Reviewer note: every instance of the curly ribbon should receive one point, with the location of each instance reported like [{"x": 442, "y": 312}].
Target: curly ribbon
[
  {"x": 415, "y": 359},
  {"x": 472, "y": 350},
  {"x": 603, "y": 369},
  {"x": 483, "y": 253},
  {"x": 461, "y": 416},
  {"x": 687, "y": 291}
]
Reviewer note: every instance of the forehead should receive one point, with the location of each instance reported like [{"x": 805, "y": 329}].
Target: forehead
· · · · · · ·
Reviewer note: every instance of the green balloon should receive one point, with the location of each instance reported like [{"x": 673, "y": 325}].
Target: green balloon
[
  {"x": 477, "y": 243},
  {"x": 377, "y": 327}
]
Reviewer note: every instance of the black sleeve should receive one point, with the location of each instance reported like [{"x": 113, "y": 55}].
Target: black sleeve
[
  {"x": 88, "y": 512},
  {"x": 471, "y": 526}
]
· · · · · · ·
> YOUR OBJECTIVE
Copy out only the lines from the one with "Reviewer note: every instance of the forehead" up to and including the one with "Target: forehead", putting "chin" wherever "forehead" appears and changing nothing else.

> TASK RESPONSE
Reviewer note: every instance of the chin should receive one point, with the location of each instance reported like [{"x": 805, "y": 329}].
Target: chin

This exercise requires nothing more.